Records from a data collection:
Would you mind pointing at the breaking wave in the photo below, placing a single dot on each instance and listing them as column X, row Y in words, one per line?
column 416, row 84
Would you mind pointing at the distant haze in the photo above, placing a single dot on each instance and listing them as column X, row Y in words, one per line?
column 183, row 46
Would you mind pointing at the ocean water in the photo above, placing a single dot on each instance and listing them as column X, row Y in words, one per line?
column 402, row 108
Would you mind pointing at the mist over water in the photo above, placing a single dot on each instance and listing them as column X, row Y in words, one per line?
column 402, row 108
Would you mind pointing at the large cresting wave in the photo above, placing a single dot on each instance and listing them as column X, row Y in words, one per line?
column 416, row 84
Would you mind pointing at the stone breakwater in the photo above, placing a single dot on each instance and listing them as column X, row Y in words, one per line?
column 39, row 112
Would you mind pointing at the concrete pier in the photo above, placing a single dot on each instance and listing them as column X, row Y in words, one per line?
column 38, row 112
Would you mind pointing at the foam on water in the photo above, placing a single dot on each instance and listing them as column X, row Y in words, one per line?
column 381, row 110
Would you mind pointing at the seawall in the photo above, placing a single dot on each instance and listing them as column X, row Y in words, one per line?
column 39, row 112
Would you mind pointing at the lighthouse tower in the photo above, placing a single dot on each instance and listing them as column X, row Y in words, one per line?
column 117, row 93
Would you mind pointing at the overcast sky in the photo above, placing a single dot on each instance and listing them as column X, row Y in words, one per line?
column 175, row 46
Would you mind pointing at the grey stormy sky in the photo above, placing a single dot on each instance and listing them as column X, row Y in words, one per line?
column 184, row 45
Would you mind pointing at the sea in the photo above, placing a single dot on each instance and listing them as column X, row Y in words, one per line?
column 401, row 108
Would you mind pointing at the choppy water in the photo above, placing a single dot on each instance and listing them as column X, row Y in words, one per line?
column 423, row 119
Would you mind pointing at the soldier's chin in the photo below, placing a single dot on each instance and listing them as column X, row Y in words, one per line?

To do: All of the data above needs to be written out again, exactly.

Answer:
Would you mind pointing at the breaking wave in the photo below, placing a single dot on each instance and listing them as column X, row Y in words, one per line?
column 416, row 84
Would you mind pointing at the distant haze in the photo above, placing a single dot on each instance and listing them as column X, row Y in words, one per line?
column 183, row 46
Would you mind pointing at the ocean water in the photo above, placing a single dot on each instance and listing them as column X, row Y in words, one per line?
column 402, row 108
Would you mind pointing at the mist over water in the photo above, placing a single dot on each instance and listing them as column X, row Y in words, one per line?
column 402, row 108
Would you mind pointing at the large cresting wave in the photo above, placing a single dot on each instance and listing them as column X, row Y in words, one per line?
column 416, row 84
Would you mind pointing at the stone breakwater in the photo above, placing a single dot on each instance and listing them as column X, row Y in words, one per line?
column 39, row 112
Would you mind pointing at the concrete pier in the photo above, placing a single dot on each instance and listing them as column X, row Y in words, one per line?
column 38, row 112
Would you mind pointing at the foam on water in the photo above, placing a single dot on each instance and listing them as column X, row Y in words, one per line?
column 381, row 110
Would you mind pointing at the seawall in the photo above, placing a single dot on each instance and listing them as column X, row Y in words, one per line?
column 39, row 112
Would you mind pointing at the lighthouse tower in the photo above, placing a single dot on each instance and listing them as column X, row Y in words, one per line?
column 117, row 93
Would you mind pointing at the overcast sky in the photo above, placing a single dot on each instance and listing them as column X, row Y in words, one per line?
column 175, row 46
Would you mind pointing at the grey stormy sky in the photo above, placing a single dot on each instance and listing them as column X, row Y in words, one per line?
column 184, row 45
Would you mind pointing at the sea in the photo above, placing a single dot on each instance and listing them as column X, row Y in words, one per line?
column 401, row 108
Would you mind pointing at the choppy water in the photo above, placing a single dot on each instance and listing them as column X, row Y in words, one per line?
column 423, row 119
Would you mind pointing at the soldier's chin in the photo below, placing a single dot on each instance and listing them as column X, row Y in words, one per line?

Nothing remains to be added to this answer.